▶ **GIVEN PROBLEM**:
Rewrite the listing below so that every "one box per line" becomes "each box on its own line", keeping everything else the same.

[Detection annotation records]
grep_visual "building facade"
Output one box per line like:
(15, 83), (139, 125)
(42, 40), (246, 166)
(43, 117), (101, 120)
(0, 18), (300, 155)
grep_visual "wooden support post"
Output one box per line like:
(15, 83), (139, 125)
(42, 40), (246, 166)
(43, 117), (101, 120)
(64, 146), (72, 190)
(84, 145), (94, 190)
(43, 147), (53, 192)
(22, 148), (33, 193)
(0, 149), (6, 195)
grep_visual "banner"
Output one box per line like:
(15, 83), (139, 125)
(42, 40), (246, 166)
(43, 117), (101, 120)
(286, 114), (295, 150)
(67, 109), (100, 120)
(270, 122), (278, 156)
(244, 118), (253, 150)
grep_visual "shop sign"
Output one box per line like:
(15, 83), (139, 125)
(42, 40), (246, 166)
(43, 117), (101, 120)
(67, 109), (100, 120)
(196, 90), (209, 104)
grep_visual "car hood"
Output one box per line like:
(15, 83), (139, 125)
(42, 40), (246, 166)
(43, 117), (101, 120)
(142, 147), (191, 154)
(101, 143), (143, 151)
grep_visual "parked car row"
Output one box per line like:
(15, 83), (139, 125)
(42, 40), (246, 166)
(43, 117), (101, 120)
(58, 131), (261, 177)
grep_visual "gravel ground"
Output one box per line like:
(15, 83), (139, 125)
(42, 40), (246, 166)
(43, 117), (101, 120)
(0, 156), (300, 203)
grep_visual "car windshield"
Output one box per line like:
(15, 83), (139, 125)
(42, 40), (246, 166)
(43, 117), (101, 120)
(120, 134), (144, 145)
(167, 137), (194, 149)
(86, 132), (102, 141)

▶ **WRITTEN REPLY**:
grep_visual "building facade"
Output each box on its own line like:
(15, 83), (139, 125)
(42, 40), (246, 166)
(43, 117), (101, 120)
(0, 18), (300, 155)
grep_visual "wooden support post"
Output each box on its own line like:
(15, 83), (139, 125)
(42, 40), (246, 166)
(43, 117), (101, 120)
(64, 146), (72, 190)
(84, 145), (94, 190)
(43, 147), (53, 192)
(22, 148), (33, 193)
(0, 149), (6, 195)
grep_visual "banner"
Output each box on its own line like:
(15, 83), (139, 125)
(42, 40), (246, 166)
(43, 117), (101, 120)
(286, 114), (295, 150)
(67, 109), (100, 120)
(270, 122), (278, 156)
(244, 118), (253, 150)
grep_visual "shop sign"
Output each box on its own line like:
(15, 83), (139, 125)
(42, 40), (246, 166)
(43, 117), (101, 120)
(67, 109), (100, 120)
(196, 90), (209, 104)
grep_visual "car hood"
Output each box on its own line like:
(15, 83), (139, 125)
(42, 40), (246, 166)
(43, 117), (101, 120)
(142, 147), (191, 154)
(101, 143), (143, 151)
grep_visual "parked car row"
Output each box on its own line like:
(15, 83), (139, 125)
(42, 40), (246, 166)
(43, 117), (101, 120)
(58, 131), (261, 177)
grep_visual "gravel ground"
Output each box on its own line like:
(15, 83), (139, 125)
(42, 40), (246, 166)
(43, 117), (101, 120)
(0, 156), (300, 203)
grep_visual "car windshield"
Output each box on its own line like:
(15, 83), (139, 125)
(42, 40), (246, 166)
(43, 117), (101, 120)
(120, 134), (144, 145)
(167, 137), (194, 149)
(86, 132), (102, 141)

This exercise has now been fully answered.